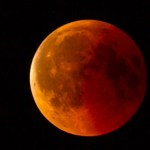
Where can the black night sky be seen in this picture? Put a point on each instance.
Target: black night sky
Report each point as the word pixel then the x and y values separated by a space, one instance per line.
pixel 23 26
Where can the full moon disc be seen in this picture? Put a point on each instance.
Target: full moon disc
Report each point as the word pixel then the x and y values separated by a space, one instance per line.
pixel 88 78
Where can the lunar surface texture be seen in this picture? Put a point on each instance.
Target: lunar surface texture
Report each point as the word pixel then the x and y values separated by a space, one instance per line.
pixel 88 78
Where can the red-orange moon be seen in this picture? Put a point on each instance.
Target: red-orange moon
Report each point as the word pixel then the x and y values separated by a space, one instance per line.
pixel 88 78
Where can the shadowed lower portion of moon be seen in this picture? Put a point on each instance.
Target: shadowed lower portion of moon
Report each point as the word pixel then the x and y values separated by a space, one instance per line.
pixel 88 78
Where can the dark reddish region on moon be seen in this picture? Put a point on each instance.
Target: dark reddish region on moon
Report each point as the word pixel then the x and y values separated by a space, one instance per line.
pixel 88 78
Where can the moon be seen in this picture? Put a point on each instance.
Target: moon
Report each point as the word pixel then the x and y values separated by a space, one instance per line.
pixel 88 78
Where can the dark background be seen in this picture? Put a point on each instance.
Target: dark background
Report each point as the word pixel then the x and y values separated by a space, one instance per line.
pixel 23 26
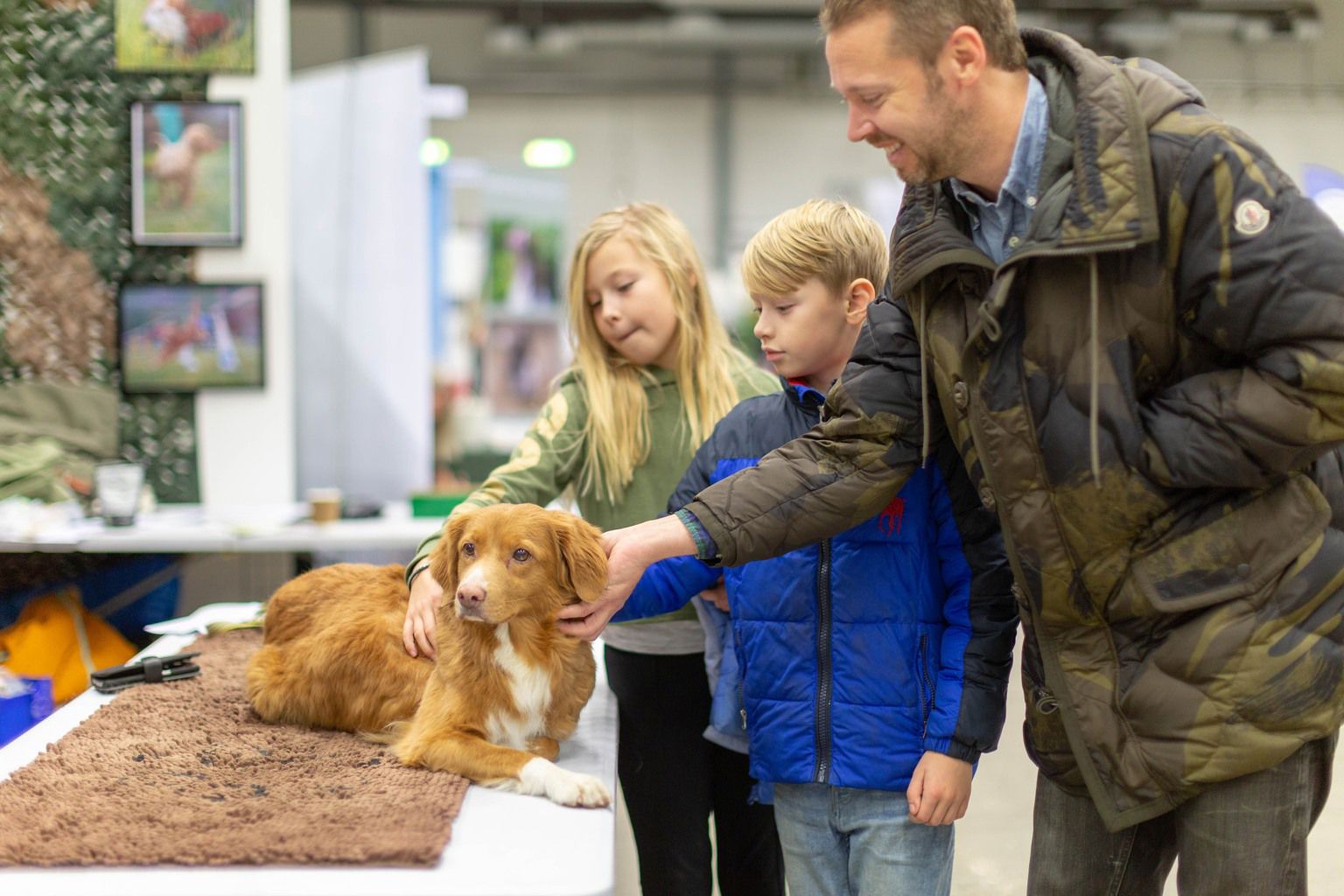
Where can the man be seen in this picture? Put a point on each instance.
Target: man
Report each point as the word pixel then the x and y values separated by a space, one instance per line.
pixel 1130 326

* Task
Put every line of the data above into a JSON list of strings, one string per line, with blank lines left out. Omit the pictures.

* Exercise output
[
  "Where can the black night sky be seen in this picture? Put a point on each instance.",
  "Target: black night sky",
  "Report each point as the word pixel then the x and y values separated by a space, one instance per line.",
  "pixel 23 26",
  "Where can the full moon disc be seen in this picture? Put a point on each instance.",
  "Target: full moon disc",
  "Report each point as the word pixel then the x and y values separated by a space, one instance per line.",
  "pixel 88 78",
  "Where can the lunar surface texture be seen in this picture? Put a point on each instance.",
  "Target: lunar surface texture",
  "Report each point as the word pixel then the x and y values separated by a space, one instance per line.",
  "pixel 88 78",
  "Where can the red-orange moon be seen in this picture? Put a point on each instance.",
  "Target: red-orange moon",
  "Report each point as the word pixel then the x and y values separated by a space, one instance per line.",
  "pixel 88 78",
  "Where can the shadowed lower portion of moon be seen in this picture? Put a point on each instance.",
  "Target: shadowed lower portion of moon",
  "Report each point as the word pixel then the x and y values separated by a space, one instance per line.",
  "pixel 88 78",
  "Where can the dark reddish region on moon be seen in this picture? Put a point on each instance.",
  "Target: dark reddish region on moon",
  "Report each point as the word pixel then the x and y values separated by a space, one instance per line.",
  "pixel 88 78",
  "Where can the moon be seen in this picture? Put a point on each instance.",
  "Target: moon",
  "Report each point as the word pixel then the x and y values separated by a space, one instance per line.",
  "pixel 88 78",
  "Where can the dark background be seen in this picture? Put a point on each instance.",
  "Target: dark background",
  "Report each point as the word pixel then the x and y values separated by a space, one instance per line.",
  "pixel 23 26",
  "Where can the man be seen in this picture? Put a point on each instance.",
  "Target: man",
  "Report each point as the word pixel then the x and y values separated by a space, one instance per line.",
  "pixel 1130 326"
]